### Your objective
Below is a listing to write out in full, exactly as given, without its pictures.

━━━ Data section ━━━

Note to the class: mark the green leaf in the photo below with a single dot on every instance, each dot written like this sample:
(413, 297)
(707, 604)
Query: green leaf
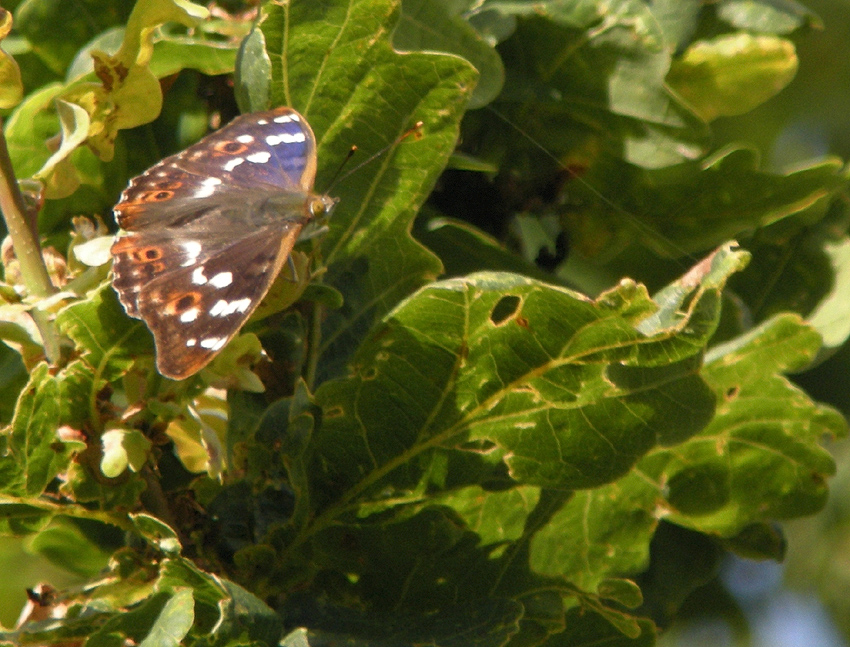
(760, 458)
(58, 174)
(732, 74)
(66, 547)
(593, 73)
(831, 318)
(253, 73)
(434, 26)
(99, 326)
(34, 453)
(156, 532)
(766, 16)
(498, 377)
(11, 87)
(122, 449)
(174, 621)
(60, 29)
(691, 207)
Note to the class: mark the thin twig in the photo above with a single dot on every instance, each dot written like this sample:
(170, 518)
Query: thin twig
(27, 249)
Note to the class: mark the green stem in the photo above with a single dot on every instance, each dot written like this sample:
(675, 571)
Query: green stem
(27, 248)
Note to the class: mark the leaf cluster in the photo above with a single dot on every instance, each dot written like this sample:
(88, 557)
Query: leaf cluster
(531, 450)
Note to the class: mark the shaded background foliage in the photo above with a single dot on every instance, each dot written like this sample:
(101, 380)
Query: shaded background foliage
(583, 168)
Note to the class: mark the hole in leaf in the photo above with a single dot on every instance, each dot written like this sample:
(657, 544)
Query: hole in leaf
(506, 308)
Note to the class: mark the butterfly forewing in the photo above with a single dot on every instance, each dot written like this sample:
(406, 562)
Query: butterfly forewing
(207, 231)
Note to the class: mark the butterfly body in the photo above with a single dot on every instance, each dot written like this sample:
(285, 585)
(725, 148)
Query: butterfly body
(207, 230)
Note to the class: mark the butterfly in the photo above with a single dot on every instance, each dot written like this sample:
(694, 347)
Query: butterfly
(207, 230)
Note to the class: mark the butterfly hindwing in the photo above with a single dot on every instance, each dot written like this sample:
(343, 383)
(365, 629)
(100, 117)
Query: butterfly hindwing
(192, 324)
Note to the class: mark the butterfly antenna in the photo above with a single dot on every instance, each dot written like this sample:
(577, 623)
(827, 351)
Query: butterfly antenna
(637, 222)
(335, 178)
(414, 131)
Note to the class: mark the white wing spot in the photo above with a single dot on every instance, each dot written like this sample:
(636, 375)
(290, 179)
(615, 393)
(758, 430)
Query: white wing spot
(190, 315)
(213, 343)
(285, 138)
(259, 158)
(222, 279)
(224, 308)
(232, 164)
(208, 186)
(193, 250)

━━━

### Answer
Note to the class: mark the green leaf in the photo below with a single dot on every instance, each dot written like this sample:
(413, 297)
(707, 604)
Query: green leaf
(760, 458)
(58, 174)
(732, 74)
(66, 547)
(593, 73)
(831, 318)
(253, 73)
(434, 26)
(99, 326)
(34, 453)
(156, 532)
(766, 16)
(498, 377)
(11, 87)
(122, 449)
(174, 621)
(60, 29)
(691, 207)
Note to the class: mark the thin twig in the photo above with a single dot on every instance, each dot written like this sample:
(170, 518)
Query: thin twig
(27, 249)
Note to the class: mark the green stem in the photo above with a single dot on every instance, each dot written like this sample:
(675, 571)
Query: green stem
(27, 248)
Note to the class: mark the leaf cluster in the photo above with a single dot on every instance, each dot written like this sample:
(88, 557)
Query: leaf cluster
(531, 450)
Note to the class: mark the shaded background foliage in the photo above with a single dot on every instance, each dot written like this sample:
(101, 380)
Query: shaded background foliage
(583, 168)
Note to the class: mark the hole in leaf in the photo above with a single dot on every instance, each dot written like this sample:
(657, 544)
Query: hole in leaf
(506, 308)
Note to the class: mark the butterfly forewing in the photo above with a single dot on every instance, each dot written like this sample:
(406, 562)
Query: butterfly forewing
(207, 231)
Note to the class: mark the butterfly body in the photo above with a single dot on every instance, each dot written like this sample:
(285, 585)
(725, 148)
Query: butterfly body
(207, 230)
Note to the class: mark the butterfly in the photo above with a single dot on every instance, each dot written like this sample:
(694, 347)
Query: butterfly
(207, 230)
Note to the class: mark the butterfly hindwing in the photo above with a single dot on every instance, each dot written like this sample:
(343, 383)
(365, 629)
(100, 117)
Query: butterfly hindwing
(192, 324)
Note to the class: mark the butterfly antenna in the photo above with a single dot on every instance, each dot written like this sample:
(577, 623)
(827, 351)
Query: butterfly antenna
(637, 222)
(335, 178)
(414, 131)
Note to the class: mark the white wing spot in the photo above with a single dot on every instance, each dot written like this sample:
(636, 375)
(290, 179)
(615, 393)
(758, 430)
Query: white wing spot
(190, 315)
(213, 343)
(285, 138)
(259, 158)
(222, 279)
(224, 308)
(232, 164)
(208, 186)
(193, 250)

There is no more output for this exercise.